**Problem**
Please retype the data in full and exactly; the pictures are not part of the copy.

-- START OF Source data --

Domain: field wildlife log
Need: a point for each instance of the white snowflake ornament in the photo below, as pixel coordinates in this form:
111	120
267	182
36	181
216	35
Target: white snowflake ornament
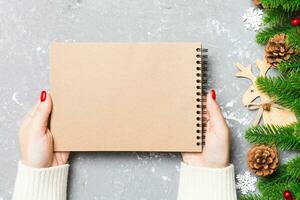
246	183
253	19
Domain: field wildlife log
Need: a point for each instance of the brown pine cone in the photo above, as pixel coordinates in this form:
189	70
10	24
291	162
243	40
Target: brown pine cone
277	50
263	160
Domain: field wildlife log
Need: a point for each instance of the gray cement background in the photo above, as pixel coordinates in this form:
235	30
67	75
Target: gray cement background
28	27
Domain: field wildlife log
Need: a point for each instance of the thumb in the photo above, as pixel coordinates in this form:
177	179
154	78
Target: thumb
215	116
42	112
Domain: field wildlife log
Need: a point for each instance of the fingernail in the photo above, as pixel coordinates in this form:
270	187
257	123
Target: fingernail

-- END OF Source data --

**Solution to the problem**
Domain: field wildlife log
Need: a point for each instance of the white snowflake ornament in the photo below, as pixel coordinates in this form:
111	120
267	182
36	181
216	35
Target: white snowflake ornament
246	183
253	19
Domain: field wildlife log
Need: a point for each instance of the brown pine cone in the photo above, as pixel coordinates in this form:
189	70
10	24
291	162
243	40
Target: brown pine cone
277	50
263	160
Domain: field wildlife log
Need: a point for each instance of the gray cement background in the photo above, as pixel coordinates in this form:
235	30
67	75
Target: gray cement background
28	27
Domain: field wildlife log
Need: a point for each instance of the thumb in the photo above, as pixel coordinates in this form:
177	179
154	78
Target: thumb
215	116
42	112
Domain: field wildlife log
Need: a point for each instance of the fingernail in the photo above, as pixel coordinates in this form:
270	187
257	123
Target: fingernail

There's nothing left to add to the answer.